======== Extract provided ========

Summary of Facts and Submissions

I. European patent application No. 86 100 040.4 was refused by the Examining Division of the European Patent Office in a decision of 9 April 1991. Against this decision a Notice of Appeal and the appeal fee were submitted on 10 June 1991. In a communication dated 8 October 1991, the Registrar of the Boards of Appeal notified the Appellants that the Statement of Grounds seemed not yet to have been filed and drew their attention to the possibility of filing a request for restitutio in integrum.

II. On 18 December 1991, the Appellants filed a request for restitutio in integrum, paid the corresponding fee and submitted their Statement of Grounds.

III. In support of their request for restitutio, the Appellants have submitted essentially the following:

Certain tasks with regard to the application, such as responding to communications from the Examining Division had been entrusted to an engineer, who was still training for the European Qualifying Examination, and who had newly been hired by the representative of the Appellants. However, matters regarding the appeal were handled by the representative himself, who filed the Notice of Appeal. The representative supervised this assistant primarily in making sure that answers would be provided in due time. The supervision relied on a computerised "follow-up" system that handled hundreds of other applications by the Appellants. At the time, however, it was being replaced by another system, and the transfer of information did not go smoothly, as information regarding the appeal was erased from the first system and not entered into the new one.

A second reason for the failure was that the assistant confused the appeal with other types of communication, in that he expected the EPO to invite the Appellants to file the grounds for appeal. Therefore the mistake was not discovered until they were informed on 8 October 1991 through the communication from the EPO that the statement had not been filed.

Reasons for the Decision

1. The request for restitutio satisfies the formal requirements under Article 122 EPC and is therefore admissible.

2. The loss of rights as a result of the lapse of a time limit is a widely used legal formula in the interest of expedience and for the legal security of third parties. The possibility to be reinstated into such rights under Article 122 EPC thus constitutes an extraordinary remedy, which calls for strict standards of application.

3. The allowability of the request for restitutio depends on whether or not the Appellants can show due care, i.e. that the failure to file their Statement of Grounds occurred in spite of the exercise of all due care required by the circumstances in accordance with Article 122(1) EPC.

In the present case, two issues seem particularly pertinent. The first is whether or not the system used for monitoring deadlines for actions to be taken before the EPO was satisfactory when seen against the specific facts of the case. The second relates to the duties under the requirement of "all due care" incumbent upon a representative who has entrusted tasks to others.

3.1. As established by the constant case-law of the Boards of Appeal, an isolated mistake in an otherwise satisfactory system to monitor due dates for acts to be taken before the EPO does not of itself demonstrate a lack of due care (cf. i.a. J 2/86 and J 3/86, OJ EPO 1987, 362). The fact that at the time a new monitoring system was being introduced and that a mistake occurred in this transition may thus be overlooked, although precisely because a transition to a new system presents particular problems and risks with regard to the proper transfer of such dates (typing errors, omissions, etc.), the circumstances at the time were such as to require extra care and double- checking before the requirements of Article 122(1) could be said to have been met. That the monitoring system is satisfactory has to be shown by the party concerned, cf. i.a. J 9/86 of 17 March 1987 (not published in the OJ EPO), where restitutio was allowed.

======== Supplied information ========

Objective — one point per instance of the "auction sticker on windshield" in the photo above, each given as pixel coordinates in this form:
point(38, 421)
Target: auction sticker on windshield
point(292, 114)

========

[Stated problem]: Reproduce word for word the passage of the appeal decision that runs from "A second reason" up to and including "is therefore admissible.".

[Written response]:
A second reason for the failure was that the assistant confused the appeal with other types of communication, in that he expected the EPO to invite the Appellants to file the grounds for appeal. Therefore the mistake was not discovered until they were informed on 8 October 1991 through the communication from the EPO that the statement had not been filed.

Reasons for the Decision

1. The request for restitutio satisfies the formal requirements under Article 122 EPC and is therefore admissible.